[Natural language region descriptions]
------------------------------------------------------------

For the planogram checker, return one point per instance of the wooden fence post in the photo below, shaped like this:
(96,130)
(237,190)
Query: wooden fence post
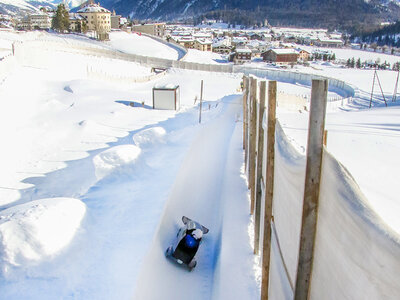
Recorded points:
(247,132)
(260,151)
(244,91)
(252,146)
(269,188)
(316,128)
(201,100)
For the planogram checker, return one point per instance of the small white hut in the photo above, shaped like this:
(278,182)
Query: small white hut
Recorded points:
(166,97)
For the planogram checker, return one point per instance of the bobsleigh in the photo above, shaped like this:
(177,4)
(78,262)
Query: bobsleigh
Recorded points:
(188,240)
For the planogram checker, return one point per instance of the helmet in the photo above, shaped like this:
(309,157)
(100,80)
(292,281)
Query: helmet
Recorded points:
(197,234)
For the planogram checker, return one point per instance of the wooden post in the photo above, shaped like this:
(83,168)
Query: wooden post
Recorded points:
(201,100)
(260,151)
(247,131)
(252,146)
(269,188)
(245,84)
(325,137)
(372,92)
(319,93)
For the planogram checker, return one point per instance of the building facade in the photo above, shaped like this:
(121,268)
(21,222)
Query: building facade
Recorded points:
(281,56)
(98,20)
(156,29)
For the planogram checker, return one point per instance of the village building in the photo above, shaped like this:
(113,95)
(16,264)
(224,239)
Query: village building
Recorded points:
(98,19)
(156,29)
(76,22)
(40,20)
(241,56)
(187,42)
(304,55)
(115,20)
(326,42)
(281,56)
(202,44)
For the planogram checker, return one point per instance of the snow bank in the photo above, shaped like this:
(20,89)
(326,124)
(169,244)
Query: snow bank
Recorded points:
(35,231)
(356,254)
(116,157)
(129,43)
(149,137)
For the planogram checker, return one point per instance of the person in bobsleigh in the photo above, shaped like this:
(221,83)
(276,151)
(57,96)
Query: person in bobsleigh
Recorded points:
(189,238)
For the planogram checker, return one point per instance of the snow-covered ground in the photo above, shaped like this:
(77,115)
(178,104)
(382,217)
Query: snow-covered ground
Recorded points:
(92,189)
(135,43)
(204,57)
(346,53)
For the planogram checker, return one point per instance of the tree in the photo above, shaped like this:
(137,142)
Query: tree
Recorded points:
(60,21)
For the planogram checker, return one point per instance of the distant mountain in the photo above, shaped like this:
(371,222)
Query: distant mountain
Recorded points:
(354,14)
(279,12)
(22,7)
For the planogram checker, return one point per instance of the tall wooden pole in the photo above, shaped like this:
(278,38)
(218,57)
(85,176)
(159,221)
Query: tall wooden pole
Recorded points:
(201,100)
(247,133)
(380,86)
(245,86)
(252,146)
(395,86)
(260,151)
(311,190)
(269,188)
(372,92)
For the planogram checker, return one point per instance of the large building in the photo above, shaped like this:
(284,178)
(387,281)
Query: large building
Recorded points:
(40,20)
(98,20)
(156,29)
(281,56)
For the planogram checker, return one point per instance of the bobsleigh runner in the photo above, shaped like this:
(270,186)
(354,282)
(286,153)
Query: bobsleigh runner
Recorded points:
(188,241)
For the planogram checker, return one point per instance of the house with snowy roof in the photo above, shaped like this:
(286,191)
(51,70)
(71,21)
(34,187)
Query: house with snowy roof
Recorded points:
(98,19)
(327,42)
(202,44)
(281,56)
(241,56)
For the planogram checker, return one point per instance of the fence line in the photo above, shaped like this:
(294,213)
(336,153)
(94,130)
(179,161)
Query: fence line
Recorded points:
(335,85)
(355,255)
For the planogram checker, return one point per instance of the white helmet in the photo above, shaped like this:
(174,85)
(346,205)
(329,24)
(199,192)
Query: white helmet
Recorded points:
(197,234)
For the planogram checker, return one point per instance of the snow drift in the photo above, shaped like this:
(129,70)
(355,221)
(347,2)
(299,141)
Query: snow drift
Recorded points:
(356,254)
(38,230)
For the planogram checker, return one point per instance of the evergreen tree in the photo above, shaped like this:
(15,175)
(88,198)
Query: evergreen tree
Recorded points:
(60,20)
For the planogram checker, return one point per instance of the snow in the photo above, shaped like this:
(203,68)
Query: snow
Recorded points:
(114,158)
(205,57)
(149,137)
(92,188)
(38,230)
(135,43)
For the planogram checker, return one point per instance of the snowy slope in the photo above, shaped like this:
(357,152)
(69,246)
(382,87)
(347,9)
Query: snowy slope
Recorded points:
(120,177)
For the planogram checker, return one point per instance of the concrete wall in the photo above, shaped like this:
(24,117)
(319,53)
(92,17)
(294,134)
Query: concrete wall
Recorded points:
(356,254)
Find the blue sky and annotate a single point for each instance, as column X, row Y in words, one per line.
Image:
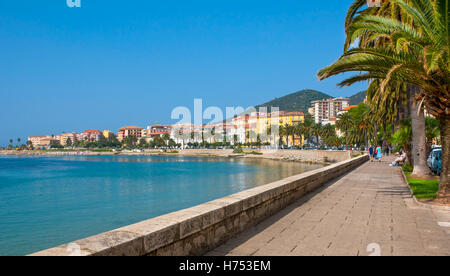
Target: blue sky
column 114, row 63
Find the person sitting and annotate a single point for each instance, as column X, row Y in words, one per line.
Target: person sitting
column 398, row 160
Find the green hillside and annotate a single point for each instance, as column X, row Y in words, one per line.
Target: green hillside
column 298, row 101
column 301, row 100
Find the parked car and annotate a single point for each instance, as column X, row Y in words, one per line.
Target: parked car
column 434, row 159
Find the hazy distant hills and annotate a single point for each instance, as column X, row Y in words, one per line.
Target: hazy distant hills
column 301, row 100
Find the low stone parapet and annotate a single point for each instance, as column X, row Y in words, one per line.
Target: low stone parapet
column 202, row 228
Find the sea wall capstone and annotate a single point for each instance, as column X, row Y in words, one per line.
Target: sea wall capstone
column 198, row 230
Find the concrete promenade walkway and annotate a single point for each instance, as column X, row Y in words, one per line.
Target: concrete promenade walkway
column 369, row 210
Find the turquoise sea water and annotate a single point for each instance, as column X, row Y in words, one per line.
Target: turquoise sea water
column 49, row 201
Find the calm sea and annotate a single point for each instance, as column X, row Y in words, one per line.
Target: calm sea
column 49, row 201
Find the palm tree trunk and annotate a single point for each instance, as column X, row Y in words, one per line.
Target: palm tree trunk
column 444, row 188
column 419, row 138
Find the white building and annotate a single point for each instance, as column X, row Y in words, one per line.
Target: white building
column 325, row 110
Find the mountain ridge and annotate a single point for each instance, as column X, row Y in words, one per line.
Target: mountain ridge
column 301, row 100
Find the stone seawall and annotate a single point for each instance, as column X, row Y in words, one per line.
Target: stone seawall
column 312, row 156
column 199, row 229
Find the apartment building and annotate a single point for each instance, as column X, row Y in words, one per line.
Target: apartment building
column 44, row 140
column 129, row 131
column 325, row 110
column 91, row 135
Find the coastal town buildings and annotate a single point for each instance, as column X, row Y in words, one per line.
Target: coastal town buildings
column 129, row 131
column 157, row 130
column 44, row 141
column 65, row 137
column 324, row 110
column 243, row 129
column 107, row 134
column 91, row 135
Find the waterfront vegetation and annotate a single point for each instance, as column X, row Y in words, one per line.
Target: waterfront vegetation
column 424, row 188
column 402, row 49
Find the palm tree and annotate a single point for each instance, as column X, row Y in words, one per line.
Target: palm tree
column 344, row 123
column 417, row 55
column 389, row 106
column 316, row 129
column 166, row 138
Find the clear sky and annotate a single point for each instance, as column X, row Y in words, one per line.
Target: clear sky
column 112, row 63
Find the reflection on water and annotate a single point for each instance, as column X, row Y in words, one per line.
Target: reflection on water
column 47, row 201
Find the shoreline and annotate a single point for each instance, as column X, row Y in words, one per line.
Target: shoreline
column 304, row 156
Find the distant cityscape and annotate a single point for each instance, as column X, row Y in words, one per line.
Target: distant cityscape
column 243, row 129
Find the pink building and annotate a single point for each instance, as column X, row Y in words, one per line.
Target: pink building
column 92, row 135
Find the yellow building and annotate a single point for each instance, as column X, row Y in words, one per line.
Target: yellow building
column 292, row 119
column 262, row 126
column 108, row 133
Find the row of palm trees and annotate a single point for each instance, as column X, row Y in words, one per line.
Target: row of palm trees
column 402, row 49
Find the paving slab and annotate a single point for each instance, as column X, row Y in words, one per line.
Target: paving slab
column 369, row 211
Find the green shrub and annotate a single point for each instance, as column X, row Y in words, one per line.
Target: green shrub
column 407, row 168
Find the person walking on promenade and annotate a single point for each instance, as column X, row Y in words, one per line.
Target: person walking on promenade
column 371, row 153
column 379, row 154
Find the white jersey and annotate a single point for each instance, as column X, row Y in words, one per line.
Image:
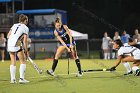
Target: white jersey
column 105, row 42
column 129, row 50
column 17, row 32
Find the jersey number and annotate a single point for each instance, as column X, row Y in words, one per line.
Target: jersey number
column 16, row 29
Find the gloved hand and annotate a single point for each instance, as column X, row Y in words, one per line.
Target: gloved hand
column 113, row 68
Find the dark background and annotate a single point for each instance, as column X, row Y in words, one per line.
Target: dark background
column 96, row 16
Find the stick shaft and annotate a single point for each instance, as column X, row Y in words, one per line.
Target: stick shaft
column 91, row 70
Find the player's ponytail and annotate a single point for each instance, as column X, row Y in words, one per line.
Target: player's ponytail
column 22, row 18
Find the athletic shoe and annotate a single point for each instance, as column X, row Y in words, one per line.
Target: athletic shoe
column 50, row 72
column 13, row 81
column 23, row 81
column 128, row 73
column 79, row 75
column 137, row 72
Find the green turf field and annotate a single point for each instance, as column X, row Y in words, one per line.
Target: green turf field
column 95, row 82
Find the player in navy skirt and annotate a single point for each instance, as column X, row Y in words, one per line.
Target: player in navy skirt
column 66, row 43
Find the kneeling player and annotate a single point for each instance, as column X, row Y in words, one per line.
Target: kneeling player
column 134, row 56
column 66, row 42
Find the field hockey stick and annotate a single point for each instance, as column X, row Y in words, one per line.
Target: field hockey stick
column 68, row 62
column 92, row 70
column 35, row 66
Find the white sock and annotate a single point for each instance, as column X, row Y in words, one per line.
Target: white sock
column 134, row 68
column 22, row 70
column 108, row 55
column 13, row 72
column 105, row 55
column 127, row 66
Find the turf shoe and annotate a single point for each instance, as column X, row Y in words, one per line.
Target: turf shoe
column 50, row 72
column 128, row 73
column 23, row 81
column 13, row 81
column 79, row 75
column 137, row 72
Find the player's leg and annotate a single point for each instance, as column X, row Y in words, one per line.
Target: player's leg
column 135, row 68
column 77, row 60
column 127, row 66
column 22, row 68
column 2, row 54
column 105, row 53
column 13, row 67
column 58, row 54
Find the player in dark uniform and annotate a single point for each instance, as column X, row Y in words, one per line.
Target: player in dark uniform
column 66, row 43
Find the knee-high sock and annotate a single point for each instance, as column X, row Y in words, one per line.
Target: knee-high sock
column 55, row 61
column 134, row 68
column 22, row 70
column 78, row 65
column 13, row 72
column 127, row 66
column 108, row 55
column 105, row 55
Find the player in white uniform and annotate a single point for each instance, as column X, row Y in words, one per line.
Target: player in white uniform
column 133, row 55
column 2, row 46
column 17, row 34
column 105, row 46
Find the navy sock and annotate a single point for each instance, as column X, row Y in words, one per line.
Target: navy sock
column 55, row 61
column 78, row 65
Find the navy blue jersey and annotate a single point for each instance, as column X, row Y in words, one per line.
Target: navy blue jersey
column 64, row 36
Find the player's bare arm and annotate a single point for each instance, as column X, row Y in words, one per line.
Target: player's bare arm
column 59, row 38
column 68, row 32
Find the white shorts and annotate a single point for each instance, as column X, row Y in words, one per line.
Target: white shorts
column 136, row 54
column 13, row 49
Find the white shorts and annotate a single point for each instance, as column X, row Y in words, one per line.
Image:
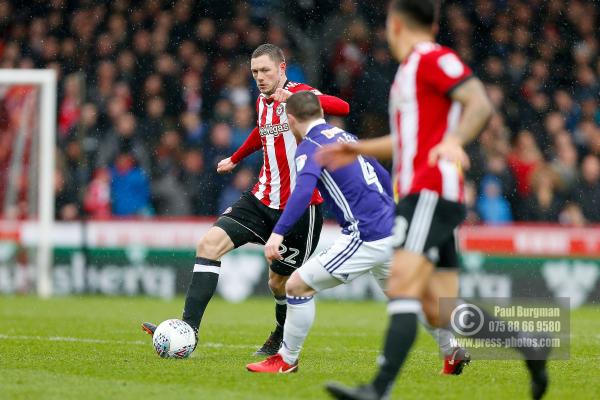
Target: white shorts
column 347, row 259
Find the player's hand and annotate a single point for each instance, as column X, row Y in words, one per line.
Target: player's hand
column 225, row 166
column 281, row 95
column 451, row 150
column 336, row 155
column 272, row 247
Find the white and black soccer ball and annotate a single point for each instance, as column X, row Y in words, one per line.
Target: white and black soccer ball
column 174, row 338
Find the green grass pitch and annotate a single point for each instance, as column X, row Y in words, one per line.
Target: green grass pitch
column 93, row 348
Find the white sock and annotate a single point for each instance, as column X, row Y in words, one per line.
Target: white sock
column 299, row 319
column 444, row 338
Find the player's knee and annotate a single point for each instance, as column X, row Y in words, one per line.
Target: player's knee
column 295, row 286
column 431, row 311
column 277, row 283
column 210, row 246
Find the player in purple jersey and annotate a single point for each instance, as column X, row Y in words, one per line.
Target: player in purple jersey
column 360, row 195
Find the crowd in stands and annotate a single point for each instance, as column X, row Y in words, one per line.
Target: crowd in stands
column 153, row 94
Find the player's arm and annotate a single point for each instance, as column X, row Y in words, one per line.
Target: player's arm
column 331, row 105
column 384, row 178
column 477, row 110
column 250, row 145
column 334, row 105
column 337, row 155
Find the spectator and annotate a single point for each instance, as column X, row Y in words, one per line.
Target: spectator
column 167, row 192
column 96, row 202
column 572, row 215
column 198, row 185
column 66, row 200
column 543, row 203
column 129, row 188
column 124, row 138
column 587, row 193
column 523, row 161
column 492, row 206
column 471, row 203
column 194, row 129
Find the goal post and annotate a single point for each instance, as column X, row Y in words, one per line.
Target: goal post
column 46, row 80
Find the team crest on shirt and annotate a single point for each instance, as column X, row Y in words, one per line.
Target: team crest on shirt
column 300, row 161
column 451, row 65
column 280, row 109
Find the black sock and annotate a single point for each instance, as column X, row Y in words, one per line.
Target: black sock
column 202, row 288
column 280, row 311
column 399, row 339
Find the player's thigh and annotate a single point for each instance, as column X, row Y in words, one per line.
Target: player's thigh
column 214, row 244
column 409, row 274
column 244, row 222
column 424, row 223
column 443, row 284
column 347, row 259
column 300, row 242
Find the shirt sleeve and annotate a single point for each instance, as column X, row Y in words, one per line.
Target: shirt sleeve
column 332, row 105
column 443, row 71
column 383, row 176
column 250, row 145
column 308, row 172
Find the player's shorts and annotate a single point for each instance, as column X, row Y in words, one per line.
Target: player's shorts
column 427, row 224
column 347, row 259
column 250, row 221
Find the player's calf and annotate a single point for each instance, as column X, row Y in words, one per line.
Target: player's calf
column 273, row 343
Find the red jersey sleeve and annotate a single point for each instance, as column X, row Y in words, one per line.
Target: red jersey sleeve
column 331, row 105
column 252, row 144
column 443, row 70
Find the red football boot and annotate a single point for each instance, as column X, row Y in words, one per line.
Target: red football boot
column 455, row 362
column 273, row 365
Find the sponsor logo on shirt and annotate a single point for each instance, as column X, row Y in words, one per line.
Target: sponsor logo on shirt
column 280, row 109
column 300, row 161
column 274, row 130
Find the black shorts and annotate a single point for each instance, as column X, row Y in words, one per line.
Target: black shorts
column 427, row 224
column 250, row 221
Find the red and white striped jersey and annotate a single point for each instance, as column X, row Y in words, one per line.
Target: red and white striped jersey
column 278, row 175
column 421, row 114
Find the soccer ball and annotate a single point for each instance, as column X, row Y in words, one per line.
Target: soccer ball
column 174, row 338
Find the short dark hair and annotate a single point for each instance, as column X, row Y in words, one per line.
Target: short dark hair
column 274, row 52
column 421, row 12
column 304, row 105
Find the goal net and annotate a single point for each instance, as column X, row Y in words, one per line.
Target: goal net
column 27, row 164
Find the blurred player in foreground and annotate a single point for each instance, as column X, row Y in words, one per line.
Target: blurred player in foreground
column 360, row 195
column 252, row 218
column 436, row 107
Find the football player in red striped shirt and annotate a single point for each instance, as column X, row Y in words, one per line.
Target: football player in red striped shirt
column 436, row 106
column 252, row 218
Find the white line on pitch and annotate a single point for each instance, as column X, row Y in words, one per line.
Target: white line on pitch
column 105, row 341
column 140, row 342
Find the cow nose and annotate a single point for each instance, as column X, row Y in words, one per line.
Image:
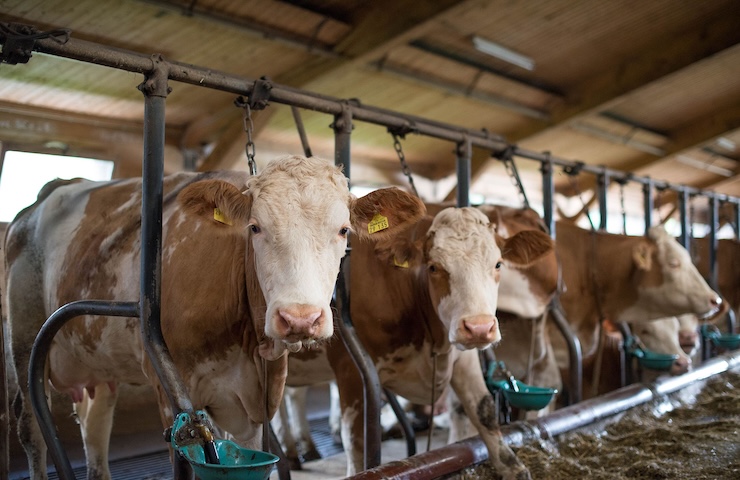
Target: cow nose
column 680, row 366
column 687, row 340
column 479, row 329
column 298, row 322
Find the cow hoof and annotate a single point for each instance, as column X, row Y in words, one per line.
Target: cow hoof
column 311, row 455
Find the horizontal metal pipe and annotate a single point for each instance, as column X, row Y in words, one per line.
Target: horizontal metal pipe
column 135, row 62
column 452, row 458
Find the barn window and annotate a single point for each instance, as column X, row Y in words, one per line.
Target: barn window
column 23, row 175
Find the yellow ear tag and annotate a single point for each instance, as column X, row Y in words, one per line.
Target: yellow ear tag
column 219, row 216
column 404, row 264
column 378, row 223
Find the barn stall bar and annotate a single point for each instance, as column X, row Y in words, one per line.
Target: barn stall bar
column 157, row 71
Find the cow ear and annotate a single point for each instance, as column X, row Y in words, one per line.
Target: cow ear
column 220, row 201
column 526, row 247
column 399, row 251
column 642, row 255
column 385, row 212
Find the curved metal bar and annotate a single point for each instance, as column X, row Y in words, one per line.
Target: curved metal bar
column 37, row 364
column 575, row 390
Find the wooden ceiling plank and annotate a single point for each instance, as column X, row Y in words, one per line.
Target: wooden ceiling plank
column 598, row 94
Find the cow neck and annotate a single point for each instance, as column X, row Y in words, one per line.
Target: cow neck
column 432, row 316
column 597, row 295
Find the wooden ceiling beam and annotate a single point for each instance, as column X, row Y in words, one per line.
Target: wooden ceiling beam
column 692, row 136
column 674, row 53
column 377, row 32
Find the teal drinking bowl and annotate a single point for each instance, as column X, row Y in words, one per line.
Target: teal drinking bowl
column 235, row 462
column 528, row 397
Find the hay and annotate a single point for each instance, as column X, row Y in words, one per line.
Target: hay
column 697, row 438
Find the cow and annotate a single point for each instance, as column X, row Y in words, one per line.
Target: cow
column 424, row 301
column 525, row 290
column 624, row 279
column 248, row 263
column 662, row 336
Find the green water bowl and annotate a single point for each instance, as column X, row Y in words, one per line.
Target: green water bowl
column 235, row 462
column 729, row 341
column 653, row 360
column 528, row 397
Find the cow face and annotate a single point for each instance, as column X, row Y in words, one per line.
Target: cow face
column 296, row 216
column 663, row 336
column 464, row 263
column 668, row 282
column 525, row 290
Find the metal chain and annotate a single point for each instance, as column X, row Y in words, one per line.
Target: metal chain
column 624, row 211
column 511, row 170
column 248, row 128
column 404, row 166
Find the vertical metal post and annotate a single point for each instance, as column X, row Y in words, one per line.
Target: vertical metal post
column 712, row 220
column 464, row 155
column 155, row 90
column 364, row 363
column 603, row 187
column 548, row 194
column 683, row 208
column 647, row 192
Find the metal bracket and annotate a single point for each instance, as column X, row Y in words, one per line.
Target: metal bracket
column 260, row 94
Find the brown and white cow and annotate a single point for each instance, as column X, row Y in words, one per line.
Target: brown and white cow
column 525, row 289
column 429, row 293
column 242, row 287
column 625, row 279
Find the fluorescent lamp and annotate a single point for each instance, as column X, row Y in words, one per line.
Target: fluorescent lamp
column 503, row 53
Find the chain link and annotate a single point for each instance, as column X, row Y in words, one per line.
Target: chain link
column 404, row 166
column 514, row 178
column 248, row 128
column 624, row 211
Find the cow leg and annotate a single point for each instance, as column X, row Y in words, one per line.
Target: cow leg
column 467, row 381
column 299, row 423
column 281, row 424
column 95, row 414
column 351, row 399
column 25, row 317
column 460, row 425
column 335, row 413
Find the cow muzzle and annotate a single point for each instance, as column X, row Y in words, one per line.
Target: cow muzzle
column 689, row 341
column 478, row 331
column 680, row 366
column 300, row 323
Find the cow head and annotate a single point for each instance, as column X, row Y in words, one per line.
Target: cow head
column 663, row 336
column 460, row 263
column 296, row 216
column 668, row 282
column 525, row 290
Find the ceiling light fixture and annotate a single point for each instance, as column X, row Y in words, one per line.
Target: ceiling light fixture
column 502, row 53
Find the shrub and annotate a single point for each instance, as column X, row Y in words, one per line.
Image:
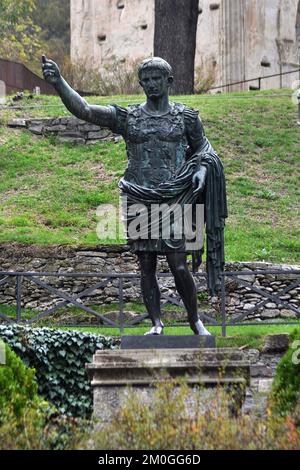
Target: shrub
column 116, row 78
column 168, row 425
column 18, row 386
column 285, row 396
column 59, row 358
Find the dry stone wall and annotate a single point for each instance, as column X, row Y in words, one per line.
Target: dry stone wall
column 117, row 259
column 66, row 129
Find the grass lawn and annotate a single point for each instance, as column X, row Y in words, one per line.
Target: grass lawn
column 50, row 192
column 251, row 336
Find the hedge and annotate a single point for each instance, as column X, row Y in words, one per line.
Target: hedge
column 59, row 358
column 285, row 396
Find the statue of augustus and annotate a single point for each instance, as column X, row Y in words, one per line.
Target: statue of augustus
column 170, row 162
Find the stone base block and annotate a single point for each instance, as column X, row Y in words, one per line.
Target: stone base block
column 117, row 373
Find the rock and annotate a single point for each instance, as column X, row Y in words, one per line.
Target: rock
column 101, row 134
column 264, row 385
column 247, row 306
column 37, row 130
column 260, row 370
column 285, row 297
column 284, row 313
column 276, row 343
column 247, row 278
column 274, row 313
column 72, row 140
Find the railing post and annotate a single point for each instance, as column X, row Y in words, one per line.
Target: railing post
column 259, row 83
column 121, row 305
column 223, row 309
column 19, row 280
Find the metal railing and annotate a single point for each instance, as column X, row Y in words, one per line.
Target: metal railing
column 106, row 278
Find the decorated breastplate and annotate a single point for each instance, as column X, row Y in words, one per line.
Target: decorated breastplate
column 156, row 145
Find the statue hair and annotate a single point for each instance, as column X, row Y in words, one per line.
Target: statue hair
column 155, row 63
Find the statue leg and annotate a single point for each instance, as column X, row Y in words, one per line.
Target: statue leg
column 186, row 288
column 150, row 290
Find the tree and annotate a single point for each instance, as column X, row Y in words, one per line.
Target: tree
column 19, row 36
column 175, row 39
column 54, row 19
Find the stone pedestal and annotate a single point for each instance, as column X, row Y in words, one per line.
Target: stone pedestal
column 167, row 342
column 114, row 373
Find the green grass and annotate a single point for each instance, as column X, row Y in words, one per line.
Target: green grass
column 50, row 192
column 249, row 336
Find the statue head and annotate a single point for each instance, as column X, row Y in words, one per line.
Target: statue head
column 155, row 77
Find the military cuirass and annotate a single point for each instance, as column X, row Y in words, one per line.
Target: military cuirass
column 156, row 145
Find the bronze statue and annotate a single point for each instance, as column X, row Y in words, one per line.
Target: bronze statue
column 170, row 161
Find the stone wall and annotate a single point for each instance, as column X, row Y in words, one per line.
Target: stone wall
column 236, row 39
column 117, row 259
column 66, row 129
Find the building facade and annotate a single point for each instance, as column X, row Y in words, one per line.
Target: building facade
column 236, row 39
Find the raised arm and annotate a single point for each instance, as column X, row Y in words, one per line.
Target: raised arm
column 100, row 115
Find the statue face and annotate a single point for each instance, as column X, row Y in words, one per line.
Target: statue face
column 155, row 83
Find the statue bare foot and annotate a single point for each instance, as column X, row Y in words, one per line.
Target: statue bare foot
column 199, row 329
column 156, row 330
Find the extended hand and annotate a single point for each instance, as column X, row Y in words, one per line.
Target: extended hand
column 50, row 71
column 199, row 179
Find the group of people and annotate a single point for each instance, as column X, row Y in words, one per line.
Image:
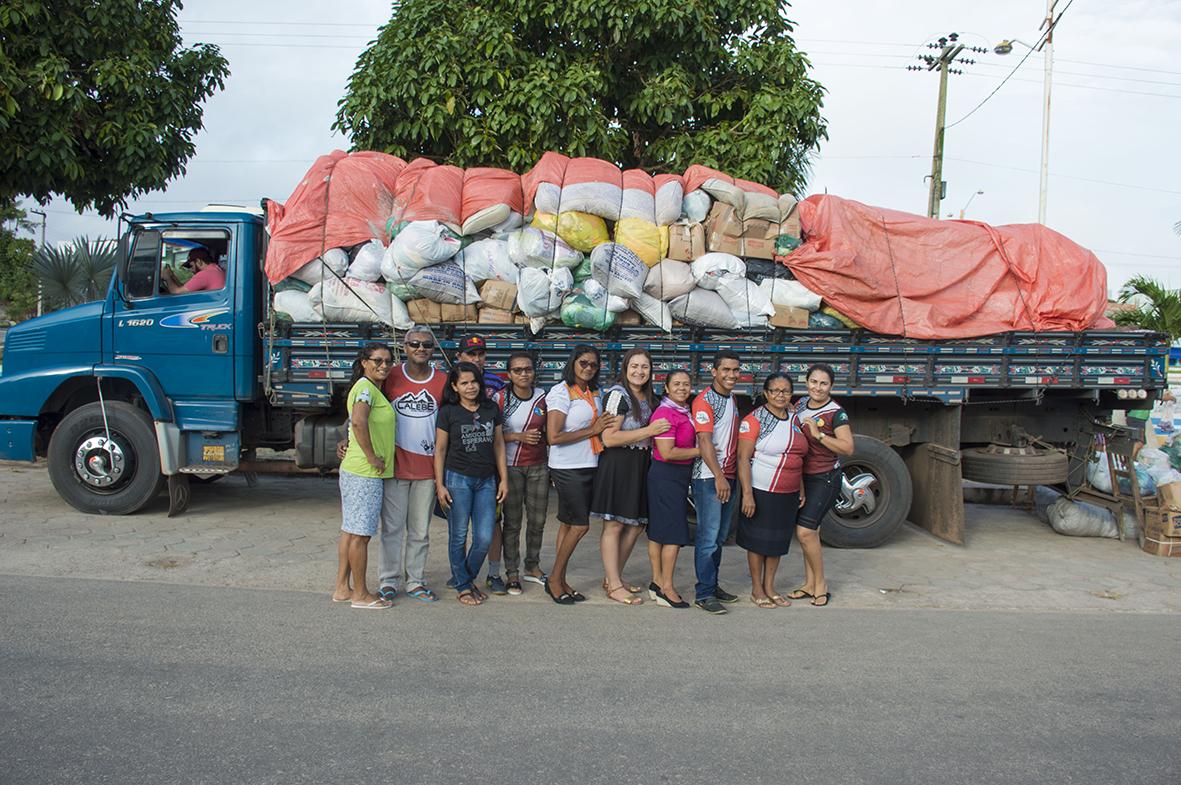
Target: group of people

------------------------------------------------------------

▶ What is expected:
The stretch of entries above that starts with the line containing "Target: crowd in stands" and goes on through the line containing "Find the player's thigh" is to be transcribed exactly, and no other line is to be transcribed.

▶ Exercise result:
Target: crowd in stands
column 153, row 94
Find the player's arm and annotate a single point for each instance, as column X, row Y in words, one per line.
Target: player's arm
column 331, row 105
column 384, row 178
column 477, row 110
column 250, row 145
column 334, row 105
column 337, row 155
Find the spectator and annotate a single point for each instance, as column X, row Y in words, one per line.
Target: spectator
column 167, row 192
column 96, row 202
column 572, row 215
column 198, row 185
column 66, row 200
column 543, row 203
column 129, row 188
column 124, row 138
column 587, row 193
column 523, row 161
column 492, row 206
column 471, row 203
column 194, row 129
Find the goal post and annotate a single point for each instance, as column X, row Y in words, one per line.
Target: goal post
column 46, row 80
Find the team crest on shirt and annotate a single point for each instance, as column X, row Y in words, one per line.
Target: team crest on shirt
column 300, row 161
column 451, row 65
column 280, row 109
Find the black sock and annotate a single point for each instance, as column X, row Y in words, one per line.
Target: black sock
column 202, row 288
column 280, row 311
column 399, row 339
Find the player's thigh and annotate a single point for each instance, as column X, row Y in words, one per line.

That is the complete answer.